● SET PROBLEM 1
In the goat-feeding thread below, rewrite the passage starting at "## clr1216 (Dec" and ending at "(Apr 14, 2014)", with "coastal hay" changed to "Bermuda hay".
● SET PROBLEM 2
According to the goat-feeding thread below, what amount does the pellet bag recommend for goats?
● SET PROBLEM 3
Carry on the thread about feeding pygmy goats timothy grass pellets from the point where it stops.

● TEXT EXTRACT

* start *

# Feeding pygmy goats timothy grass pellets



## clr1216 (Dec 8, 2014)

I have two pygmy goats about 10 pounds each. Has anyone ever fed the timothy grass pellets to them? If so, how much. I don't like to feed them grain and they just get forage and hay. They hate the coastal hay we have here in Texas and I heard they like timothy hay. I can only find it in a pellet. The bag says 2.0% percent of their body weight for goats. I am assuming pygmy goats would be half of that but if it is just grass, why can't they have it free choice? I was looking for something like hay to give them free choice. They don't like the coastal hay and I can't find anything else around here. The forage is getting to be slim pickings. Any advice would be great. Thank you.


----------



## bbpygmy (Apr 14, 2014)

clr1216 said:


> I have two pygmy goats about 10 pounds each. Has anyone ever fed the timothy grass pellets to them? If so, how much. I don't like to feed them grain and they just get forage and hay. They hate the coastal hay we have here in Texas and I heard they like timothy hay. I can only find it in a pellet. The bag says 2.0% percent of their body weight for goats. I am assuming pygmy goats would be half of that but if it is just grass, why can't they have it free choice? I was looking for something like hay to give them free choice. They don't like the coastal hay and I can't find anything else around here. The forage is getting to be slim pickings. Any advice would be great. Thank you.

* end *

● DATASET EXCERPTS
* start *

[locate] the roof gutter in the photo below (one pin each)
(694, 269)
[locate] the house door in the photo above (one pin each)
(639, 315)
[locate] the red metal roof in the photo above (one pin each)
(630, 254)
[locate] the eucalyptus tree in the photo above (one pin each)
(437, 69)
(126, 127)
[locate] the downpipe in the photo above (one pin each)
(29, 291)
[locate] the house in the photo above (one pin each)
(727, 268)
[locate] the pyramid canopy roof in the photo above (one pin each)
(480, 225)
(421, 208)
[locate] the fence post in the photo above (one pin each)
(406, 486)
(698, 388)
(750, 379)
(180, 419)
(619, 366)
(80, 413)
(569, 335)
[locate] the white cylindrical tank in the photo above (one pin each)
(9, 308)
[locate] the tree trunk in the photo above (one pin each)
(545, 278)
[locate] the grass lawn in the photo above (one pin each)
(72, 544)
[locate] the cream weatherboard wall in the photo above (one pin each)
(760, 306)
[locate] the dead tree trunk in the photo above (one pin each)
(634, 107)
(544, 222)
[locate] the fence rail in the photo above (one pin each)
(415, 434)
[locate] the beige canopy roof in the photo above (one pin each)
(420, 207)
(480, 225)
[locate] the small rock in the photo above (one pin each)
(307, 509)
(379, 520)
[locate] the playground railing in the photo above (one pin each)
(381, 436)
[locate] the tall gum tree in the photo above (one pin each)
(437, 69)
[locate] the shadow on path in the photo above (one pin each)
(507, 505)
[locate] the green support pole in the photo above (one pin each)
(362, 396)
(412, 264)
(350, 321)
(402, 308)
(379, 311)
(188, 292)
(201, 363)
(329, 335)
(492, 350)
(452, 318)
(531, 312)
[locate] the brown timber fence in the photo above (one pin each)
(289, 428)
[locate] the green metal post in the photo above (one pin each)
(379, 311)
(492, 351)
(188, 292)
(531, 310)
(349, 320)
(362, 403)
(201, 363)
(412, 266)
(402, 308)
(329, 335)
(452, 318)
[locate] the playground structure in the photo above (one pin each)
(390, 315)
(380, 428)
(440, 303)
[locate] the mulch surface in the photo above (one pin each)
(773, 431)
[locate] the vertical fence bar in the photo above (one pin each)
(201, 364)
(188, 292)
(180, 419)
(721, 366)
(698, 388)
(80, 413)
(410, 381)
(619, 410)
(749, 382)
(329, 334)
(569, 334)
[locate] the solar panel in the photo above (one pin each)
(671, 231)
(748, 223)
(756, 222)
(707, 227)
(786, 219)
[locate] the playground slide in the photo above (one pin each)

* end *

● RESPONSE 1
## clr1216 (Dec 8, 2014)

I have two pygmy goats about 10 pounds each. Has anyone ever fed the timothy grass pellets to them? If so, how much. I don't like to feed them grain and they just get forage and hay. They hate the Bermuda hay we have here in Texas and I heard they like timothy hay. I can only find it in a pellet. The bag says 2.0% percent of their body weight for goats. I am assuming pygmy goats would be half of that but if it is just grass, why can't they have it free choice? I was looking for something like hay to give them free choice. They don't like the Bermuda hay and I can't find anything else around here. The forage is getting to be slim pickings. Any advice would be great. Thank you.


----------



## bbpygmy (Apr 14, 2014)

● RESPONSE 2
2.0% of their body weight.

● RESPONSE 3
How old are they? 10lbs seems awfully small to me...


----------



## SalteyLove (Jun 18, 2011)

You can certainly use Timothy pellets for a portion of their diet, but they absolutely have to have long stem fibers in the form of pasture or hay in order to keep their rumens functioning properly. Can you get alfalfa hay? Or a mixed grass hay? Were these bottle raised away from adult goats? It can be pretty hard to teach them about hay without other goats to show them.


----------



## clr1216 (Dec 8, 2014)

They were bottle raised. They are still young so I will just keep offering the coastal hay. It just seems like they don't like it as much but maybe they will come around. Thank you for all your advice.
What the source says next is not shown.